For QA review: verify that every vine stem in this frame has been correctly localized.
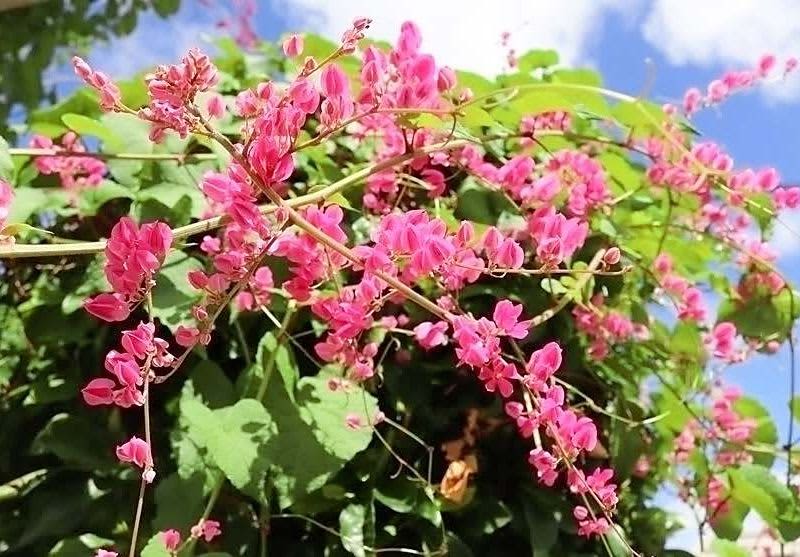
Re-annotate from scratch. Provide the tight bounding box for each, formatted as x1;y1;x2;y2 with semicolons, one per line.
0;140;467;259
8;147;219;161
128;292;156;557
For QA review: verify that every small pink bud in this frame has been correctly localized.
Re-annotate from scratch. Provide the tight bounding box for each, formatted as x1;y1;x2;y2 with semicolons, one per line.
175;325;200;348
345;413;364;430
206;93;225;119
162;529;181;551
437;66;457;92
757;53;777;77
603;247;621;265
282;34;304;57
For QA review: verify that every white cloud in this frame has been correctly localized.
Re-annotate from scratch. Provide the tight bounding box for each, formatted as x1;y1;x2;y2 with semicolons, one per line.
641;0;800;100
273;0;629;75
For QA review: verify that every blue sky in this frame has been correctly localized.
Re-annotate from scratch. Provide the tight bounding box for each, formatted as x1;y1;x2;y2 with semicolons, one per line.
49;0;800;550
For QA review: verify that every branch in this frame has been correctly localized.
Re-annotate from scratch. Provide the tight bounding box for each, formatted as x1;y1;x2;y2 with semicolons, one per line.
8;148;220;162
0;140;467;260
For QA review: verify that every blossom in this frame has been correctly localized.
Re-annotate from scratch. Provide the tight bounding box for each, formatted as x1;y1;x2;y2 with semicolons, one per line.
82;378;116;406
492;300;530;339
116;436;151;469
283;34;304;57
191;519;222;542
84;293;131;322
414;321;449;349
72;56;121;111
162;529;181;551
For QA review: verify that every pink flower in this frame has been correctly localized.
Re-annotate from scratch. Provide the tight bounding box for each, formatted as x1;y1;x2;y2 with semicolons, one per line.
0;179;13;228
206;93;225;118
682;87;703;115
121;322;155;360
478;359;519;397
116;436;151;469
528;448;559;486
707;79;729;103
492;300;530;339
84;293;131;322
524;342;562;388
320;64;349;98
82;378;116;406
72;56;121;111
105;350;142;388
283;34;304;57
345;413;364;429
437;66;457;91
95;551;118;557
414;321;449;349
175;325;200;348
162;529;181;551
757;53;777;77
191;519;222;542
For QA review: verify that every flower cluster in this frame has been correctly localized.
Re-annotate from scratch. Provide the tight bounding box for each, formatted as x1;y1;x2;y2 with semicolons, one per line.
72;56;122;111
140;48;219;141
573;294;644;360
652;253;708;322
84;217;172;322
29;133;106;194
677;53;798;117
82;321;173;409
673;386;758;522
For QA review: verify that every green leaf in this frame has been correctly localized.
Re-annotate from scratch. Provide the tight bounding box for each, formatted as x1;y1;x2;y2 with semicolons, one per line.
734;396;777;467
152;0;180;17
712;538;749;557
182;398;275;495
456;177;516;224
79;180;135;216
455;71;495;95
48;534;115;557
718;289;800;341
0;135;13;181
792;395;800;425
264;374;377;507
137;182;207;220
253;331;299;400
61;114;124;151
710;498;749;540
375;476;441;526
339;501;374;557
31;413;116;470
459;105;495;129
30;89;101;127
152;473;206;532
184;360;237;410
140;533;171;557
518;49;559;72
729;463;800;540
612;100;667;136
99;113;152;186
6;187;48;223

----------------------------------------

» WHAT THIS TASK INVOLVES: Copy every line of the data where "pink" is found.

» WRITTEN REPLY:
For QA review: verify that every small pink bud in this frame has been correctly localized.
For QA review: verify that every pink flower in this frame has been correctly localized.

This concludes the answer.